[WHAT THE EXERCISE ASKS] The data must be written out once more, precisely as given.
= = =
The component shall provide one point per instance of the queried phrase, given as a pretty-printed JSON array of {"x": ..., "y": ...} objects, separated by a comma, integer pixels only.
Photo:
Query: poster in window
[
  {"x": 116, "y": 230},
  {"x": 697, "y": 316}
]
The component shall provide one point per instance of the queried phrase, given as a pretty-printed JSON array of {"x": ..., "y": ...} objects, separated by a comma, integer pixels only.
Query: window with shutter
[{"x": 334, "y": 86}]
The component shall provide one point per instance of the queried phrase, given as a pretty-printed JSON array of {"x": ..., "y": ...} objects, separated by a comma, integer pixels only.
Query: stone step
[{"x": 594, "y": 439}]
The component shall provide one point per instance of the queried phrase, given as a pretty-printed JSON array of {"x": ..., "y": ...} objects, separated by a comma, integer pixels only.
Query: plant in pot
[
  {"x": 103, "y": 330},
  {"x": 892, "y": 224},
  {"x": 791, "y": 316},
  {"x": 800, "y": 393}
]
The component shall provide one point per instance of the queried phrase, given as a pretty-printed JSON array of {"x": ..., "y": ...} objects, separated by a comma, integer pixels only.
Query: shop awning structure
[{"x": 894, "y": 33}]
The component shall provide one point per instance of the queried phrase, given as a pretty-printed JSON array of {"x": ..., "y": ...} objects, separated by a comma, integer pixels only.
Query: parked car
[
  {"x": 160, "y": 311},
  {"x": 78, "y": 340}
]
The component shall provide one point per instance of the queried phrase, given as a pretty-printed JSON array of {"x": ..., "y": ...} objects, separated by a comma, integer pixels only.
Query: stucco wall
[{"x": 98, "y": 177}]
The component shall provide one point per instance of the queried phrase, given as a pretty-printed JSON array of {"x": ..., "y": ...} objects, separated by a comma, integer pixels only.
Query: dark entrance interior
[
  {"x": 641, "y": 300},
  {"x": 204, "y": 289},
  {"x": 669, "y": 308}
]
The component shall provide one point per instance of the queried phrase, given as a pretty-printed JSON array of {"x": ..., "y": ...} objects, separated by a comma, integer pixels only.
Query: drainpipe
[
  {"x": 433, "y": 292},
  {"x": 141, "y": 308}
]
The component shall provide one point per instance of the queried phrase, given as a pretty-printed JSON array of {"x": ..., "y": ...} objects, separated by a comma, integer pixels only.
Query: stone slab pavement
= = =
[TASK ANSWER]
The component shall provide one point per instance of the queried phrase, given as a pretty-printed JSON array of {"x": ..., "y": ...} objects, separated by a comma, integer pixels only.
Photo:
Query: poster in window
[
  {"x": 116, "y": 230},
  {"x": 697, "y": 316}
]
The component shall provide one point per instance of the queried phrase, given as a pretty-printed JSON array of {"x": ..., "y": ...} objects, separated by a comma, integer pixels only.
Query: window with shutter
[{"x": 334, "y": 86}]
The component shall provide one point per instance of the queried phrase, given as a pretty-printed JSON array of {"x": ..., "y": ...} objects, separated by a comma, integer pixels only.
Query: stone step
[{"x": 594, "y": 439}]
The component shall provide one point per instance of the queried phrase, given as a pretty-printed JSON array of {"x": ..., "y": ...} objects, separated by a comma, integer pixels only.
Query: plant in pot
[
  {"x": 103, "y": 330},
  {"x": 892, "y": 224},
  {"x": 791, "y": 316},
  {"x": 800, "y": 393}
]
The component shall provide one point per instance of the queried phrase, given as a pretty-printed JSON array of {"x": ..., "y": ...} objects, separated by a comma, integer pixels only.
Query: shop awning structure
[{"x": 894, "y": 33}]
The component shall provide one point per instance of the queried phrase, given as a pretty-printed JSON array of {"x": ..., "y": ...} objects, separated by a comma, integer pixels only.
Query: parked car
[
  {"x": 160, "y": 311},
  {"x": 78, "y": 340}
]
The component shall provide one point per instance of the queried phrase, given as a pretty-printed JSON array of {"x": ..., "y": ...} objects, separated by a comma, integer pixels only.
Query: stucco wall
[{"x": 98, "y": 177}]
The component shall provide one point per instance of the queried phrase, given as a pretty-printed JSON array of {"x": ..., "y": ...} objects, separated by a comma, integer pixels only.
Query: dark entrance interior
[
  {"x": 641, "y": 300},
  {"x": 204, "y": 289},
  {"x": 669, "y": 308}
]
The component shall provide one point per instance of the queried phrase, given as a pretty-printed JSON array of {"x": ..., "y": ...} objects, separated by a comma, integer pixels only.
Query: drainpipe
[
  {"x": 433, "y": 292},
  {"x": 141, "y": 308}
]
The component shall provide one point per instance of the queried phrase, given as a pretty-printed JSON array of {"x": ..., "y": ...} objects, separated by a comma, integer pixels only.
Query: stone slab pavement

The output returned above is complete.